**Detalles de la tarea:** Cita del texto sobre los viajes el fragmento que va desde "VIAJAR Y ANDAR" hasta "y sus seguidores.".

**Texto mostrado:**
VIAJAR Y ANDAR EXTRAVIADO
Lección: Los viajes no nos hacen siempre mejores
En evidente que cuesta manejar con alguna sabiduría los momentos de nuestra vida y que nuestro paso por ella está marcado por una más que evidente irreflexión. Tampoco somos demasiado hábiles en lo que se refiere al manejo del espacio. Es espíritu nacionalista nos domina y en cualquier ciudadano del mundo cala con facilidad el orgullo patriótico que las autoridades nos inculcan. Nada queda de esa ciudadanía que preconizaba Sócrates y sus seguidores.
Paradójicamente, frente a ese sentimiento patriótico se ha extendido en la sociedad occidental una extraña pasón viajera. Dentro de las ilusiones y esperanzas que dominan nuestra existencia, los proyectos de viaje se han convertido en el summum de los deseos. Esa pasión viajera ya en tiempos de Séneca, afectaba, claro está, a las clases más acomodadas que podían permitirse un lujo semejante, y el sabio de Córdoba se pronuncia en contra de ella en sus Epístolas. Me pregunto qué opinaría de los que ocurre hoy en nuestra sociedad, sobre todo, en la española. Tengo la impresión de que muchas personas a mi alrededor viven para viajar. Como suele ocurrir, la pasión por los viajes y la aventura surge como un capricho burgués de personas más o menos aburridas y, luego, con una propaganda bien administrada, se va extendiendo al resto de la población.
Es curioso observar cómo la aventura, el carácter imprevisible de cualquier viaje, ha desaparecido. No es que en el transcurso del viaje dejen de ocurrir circunstancias positivas y negativas, es más bien que el viajero, que normalmente ha hecho una inversión efectiva y económica de gran tamaño, no puede permitirse el fracaso. El factor sorpresa ha sido suprimido y todos los viajes son maravillosos por decisión de cada usuario. Este fenómeno tan absurdo es, desde luego, propio de nuestros tiempos y está en consonancia con ellos. Basta con repetir un mensaje para que este cale en las masas. Sa trata de suprimir la crítica y hacer ver que tenemos el mejor estado de cosas y que la alternativa no es posible. Lo qué sí parecía existir ya en tiempos de Séneca era un cierto escapismo de ciudadanos que creían encontrar en el viaje una solución a sus problemas reales. Otra forma de estar atareado para no hacer frente a lo que nos enoja o entristece. En varios pasajes de su obra Séneca denuncia este comportamiento. «El viaje dará a conocer pueblos, te mostrará montes y extrañas figuras. No te hará ni más bueno ni más sabio». La misión esencial del ser humano es conocer lo honesto, distinguir qué es lo necesario y lo superfluo, mientras ignoremos esto ir a cualquier lugar «no será viajar sino andar extraviado».

**Información:**
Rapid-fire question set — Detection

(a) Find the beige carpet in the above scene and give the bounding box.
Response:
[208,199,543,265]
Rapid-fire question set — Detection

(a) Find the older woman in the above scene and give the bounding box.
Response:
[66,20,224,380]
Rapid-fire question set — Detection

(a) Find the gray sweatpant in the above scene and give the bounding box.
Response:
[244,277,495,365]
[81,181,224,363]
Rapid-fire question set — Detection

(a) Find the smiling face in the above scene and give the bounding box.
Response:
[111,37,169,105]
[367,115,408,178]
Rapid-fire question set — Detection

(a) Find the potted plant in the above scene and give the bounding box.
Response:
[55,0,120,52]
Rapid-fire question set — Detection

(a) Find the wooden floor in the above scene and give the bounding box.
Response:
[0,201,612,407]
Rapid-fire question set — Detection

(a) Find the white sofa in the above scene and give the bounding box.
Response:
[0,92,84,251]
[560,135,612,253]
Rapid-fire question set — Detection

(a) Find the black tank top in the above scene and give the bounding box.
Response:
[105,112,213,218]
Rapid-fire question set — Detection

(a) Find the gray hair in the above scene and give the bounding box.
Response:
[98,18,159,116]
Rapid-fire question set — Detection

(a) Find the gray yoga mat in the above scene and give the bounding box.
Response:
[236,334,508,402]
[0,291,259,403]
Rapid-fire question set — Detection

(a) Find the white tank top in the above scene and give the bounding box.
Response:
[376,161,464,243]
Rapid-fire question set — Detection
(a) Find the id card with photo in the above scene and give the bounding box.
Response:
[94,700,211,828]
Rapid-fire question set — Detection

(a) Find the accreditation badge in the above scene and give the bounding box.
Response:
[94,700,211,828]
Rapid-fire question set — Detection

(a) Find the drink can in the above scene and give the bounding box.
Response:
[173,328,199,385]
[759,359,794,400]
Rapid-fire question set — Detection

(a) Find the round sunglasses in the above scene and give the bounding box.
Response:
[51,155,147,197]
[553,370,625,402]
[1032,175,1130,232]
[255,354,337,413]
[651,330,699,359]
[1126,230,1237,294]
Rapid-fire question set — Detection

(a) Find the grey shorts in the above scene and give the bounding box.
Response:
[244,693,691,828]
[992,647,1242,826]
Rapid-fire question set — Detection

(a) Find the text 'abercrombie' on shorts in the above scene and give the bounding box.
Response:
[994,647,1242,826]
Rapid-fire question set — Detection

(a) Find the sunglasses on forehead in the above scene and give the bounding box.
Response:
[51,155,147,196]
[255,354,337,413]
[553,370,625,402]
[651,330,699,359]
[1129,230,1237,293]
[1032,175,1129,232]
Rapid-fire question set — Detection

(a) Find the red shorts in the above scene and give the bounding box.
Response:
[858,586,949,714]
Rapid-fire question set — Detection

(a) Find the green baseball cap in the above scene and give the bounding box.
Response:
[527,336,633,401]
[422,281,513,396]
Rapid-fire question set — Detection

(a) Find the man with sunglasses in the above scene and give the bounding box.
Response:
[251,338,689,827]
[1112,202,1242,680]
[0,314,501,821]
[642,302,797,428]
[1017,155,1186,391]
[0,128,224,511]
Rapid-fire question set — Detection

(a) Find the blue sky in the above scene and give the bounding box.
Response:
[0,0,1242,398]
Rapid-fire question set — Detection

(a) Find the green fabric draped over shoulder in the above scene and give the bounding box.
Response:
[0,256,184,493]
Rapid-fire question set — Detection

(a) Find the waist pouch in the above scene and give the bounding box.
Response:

**Respuesta esperada:**
VIAJAR Y ANDAR EXTRAVIADO
Lección: Los viajes no nos hacen siempre mejores
En evidente que cuesta manejar con alguna sabiduría los momentos de nuestra vida y que nuestro paso por ella está marcado por una más que evidente irreflexión. Tampoco somos demasiado hábiles en lo que se refiere al manejo del espacio. Es espíritu nacionalista nos domina y en cualquier ciudadano del mundo cala con facilidad el orgullo patriótico que las autoridades nos inculcan. Nada queda de esa ciudadanía que preconizaba Sócrates y sus seguidores.